EXERCISE REQUIREMENTS
Add -31 to every polygon coordinate in the answers, then write out again only the records from the line containing "Could you please outline every instance of the silver" through the end of the records, both ends included, with every request kept in place.

>> Start

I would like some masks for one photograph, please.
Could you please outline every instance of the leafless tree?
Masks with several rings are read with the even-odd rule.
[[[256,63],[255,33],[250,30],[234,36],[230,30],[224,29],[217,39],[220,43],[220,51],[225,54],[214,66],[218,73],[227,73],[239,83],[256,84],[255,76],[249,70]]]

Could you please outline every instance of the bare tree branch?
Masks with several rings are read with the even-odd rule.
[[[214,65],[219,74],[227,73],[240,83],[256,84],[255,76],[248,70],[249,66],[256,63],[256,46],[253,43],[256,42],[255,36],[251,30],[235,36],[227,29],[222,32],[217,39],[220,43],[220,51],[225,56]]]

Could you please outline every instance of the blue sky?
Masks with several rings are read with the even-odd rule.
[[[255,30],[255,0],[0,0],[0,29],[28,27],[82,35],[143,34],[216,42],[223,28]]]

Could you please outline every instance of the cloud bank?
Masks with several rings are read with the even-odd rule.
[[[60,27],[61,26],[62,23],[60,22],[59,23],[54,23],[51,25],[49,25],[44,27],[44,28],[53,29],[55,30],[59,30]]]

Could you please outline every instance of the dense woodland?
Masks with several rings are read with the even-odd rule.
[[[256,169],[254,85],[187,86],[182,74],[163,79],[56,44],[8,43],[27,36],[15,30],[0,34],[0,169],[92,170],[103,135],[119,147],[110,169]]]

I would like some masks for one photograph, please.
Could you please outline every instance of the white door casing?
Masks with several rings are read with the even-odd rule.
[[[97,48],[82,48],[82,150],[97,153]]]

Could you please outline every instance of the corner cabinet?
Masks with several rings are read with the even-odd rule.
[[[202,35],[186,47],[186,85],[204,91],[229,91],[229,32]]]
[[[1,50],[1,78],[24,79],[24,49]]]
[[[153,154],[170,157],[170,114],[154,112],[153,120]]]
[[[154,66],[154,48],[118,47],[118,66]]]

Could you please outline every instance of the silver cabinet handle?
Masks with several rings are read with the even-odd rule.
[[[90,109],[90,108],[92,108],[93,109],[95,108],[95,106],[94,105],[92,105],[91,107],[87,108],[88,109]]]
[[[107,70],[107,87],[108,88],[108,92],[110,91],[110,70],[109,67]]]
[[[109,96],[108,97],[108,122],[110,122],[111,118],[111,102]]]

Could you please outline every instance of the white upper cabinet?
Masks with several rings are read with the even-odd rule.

>> End

FINAL ANSWER
Could you please outline every instance of the silver cabinet handle?
Masks with several rings are read with the even-odd rule.
[[[59,78],[59,77],[61,77],[62,78],[64,77],[64,75],[63,74],[61,74],[60,76],[56,77],[57,78]]]
[[[76,39],[76,56],[77,57],[77,61],[79,60],[79,39],[78,36]]]
[[[78,65],[77,66],[77,91],[79,91],[80,87],[80,71]]]

Could you please outline every instance of the white upper cabinet?
Masks with several rings are read with the even-odd rule.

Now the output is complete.